#### What you will do
In the thread on using limits to determine Big-O, Big-Omega, and Big-Theta, who are the authors of the Asymptotics Cheat Sheet that the answer quotes?

#### Document excerpt
- - - - -

[Math] Using Limits to Determine Big-O, Big-Omega, and Big-Theta

Question

I am trying to get a concrete answer on using limits to determine if two functions, $f(n)$ and $g(n)$, are Big-$O$, Big-$\Omega$, or Big-$\Theta$. I have looked at my book, my lecture notes, and have even done some online research but I still haven't found anything that gives me a solid yes or no. From what I understand about each of the three notations I have come up with 3 sets of rules:

$\displaystyle f(n) = O(g(n)) \implies \lim_{n \to \infty}\;\frac{f(n)}{g(n)} = 0$

$\displaystyle f(n) = \Omega(g(n)) \implies \lim_{n \to \infty}\;\frac{f(n)}{g(n)} = \infty$

$\displaystyle f(n) = \Theta(g(n)) \implies 0 < \; \lim_{n \to \infty} \; \frac{f(n)}{g(n)} \;< \infty$

The reason I am trying to get such a definite answer on this is because for a HW assignment we have to briefly explain why $\;f(n) = O(g(n))$, $\;f(n) = \Omega(g(n)),$ or $\;f(n) = \Theta(g(n))$. If I can just use those 3 rules above my explanations will be short, sweet, and to the point.

Any help or advice would be great appreciated

Answer 1

The big/little O/Ω/Θ notation is not defined or, indeed, properly definable in terms of limits. In particular, it's possible e.g. that $f(n) = \Theta(g(n))$ even though $f(n) \mathbin/ g(n)$ does not converge to a limit.

(For a simple counterexample, pick any function $g(n) > 0$ and let $f(n) = (2 + (-1)^n)\, g(n)$. In other words, $f(n) = g(n)$ for odd $n$ and $f(n) = 3g(n)$ for even $n$.)

That said, when the ratio $f(n) \mathbin/ g(n)$ does converge (or tend to infinity), we can determine the asymptotic relationship between $f(n)$ and $g(n)$ from the value of the limit. In particular, as noted in the handy Asymptotics Cheat Sheet by Tom Leighton and Ronitt Rubinfeld, as linked by bigworld12 in the comments above,

The definitions of the various asymptotic notations are closely related to the definition of a limit. As a result, $\lim_{n→∞} f(n) \mathbin/ g(n)$ reveals a lot about the asymptotic relationship between $f$ and $g$, provided the limit exists. The table below translates facts about the limit of $f \mathbin/ g$ into facts about the asymptotic relationship between $f$ and $g$. $$\begin{array}{lllllll} \lim_{n→∞} f(n)\mathbin/g(n) \ne 0,∞ &\implies& f = Θ(g) && \lim_{n→∞} f(n)\mathbin/g(n) = 1 &\implies& f ∼ g \\ \lim_{n→∞} f(n)\mathbin/g(n) \ne ∞ &\implies& f = O(g) && \lim_{n→∞} f(n)\mathbin/g(n) = 0 &\implies& f = o(g) \\ \lim_{n→∞} f(n)\mathbin/g(n) \ne 0 &\implies& f = Ω(g) && \lim_{n→∞} f(n)\mathbin/g(n) = ∞ &\implies& f = ω(g) \\ \end{array}$$

- - - - -

(Dataset excerpts on object pointing)
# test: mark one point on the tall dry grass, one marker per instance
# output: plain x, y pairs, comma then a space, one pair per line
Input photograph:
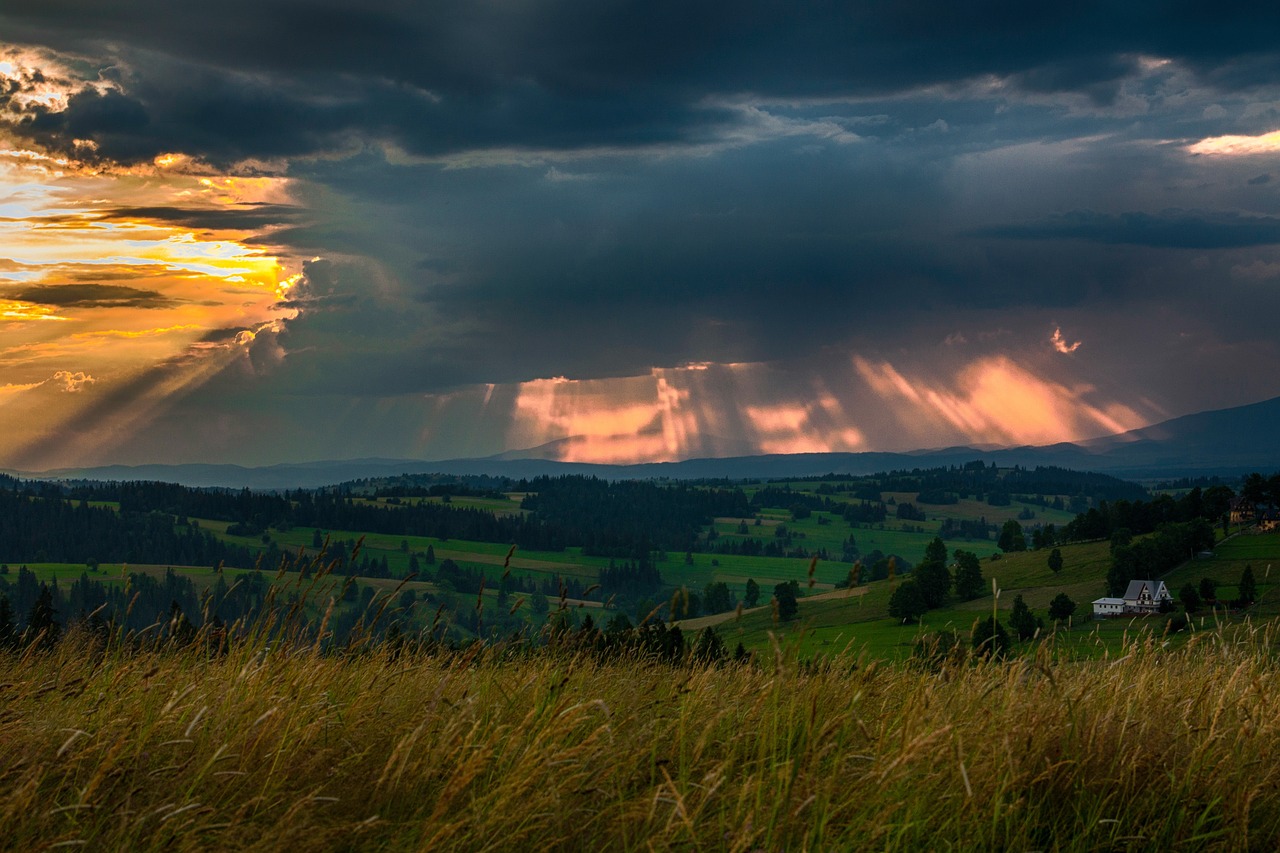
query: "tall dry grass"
287, 749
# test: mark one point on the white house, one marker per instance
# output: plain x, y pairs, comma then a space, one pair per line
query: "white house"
1141, 597
1107, 607
1146, 596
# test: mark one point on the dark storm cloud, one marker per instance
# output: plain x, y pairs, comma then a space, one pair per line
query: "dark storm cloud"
242, 218
95, 296
231, 80
506, 192
1166, 229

- - - - -

#### Answer for the task
Tom Leighton and Ronitt Rubinfeld.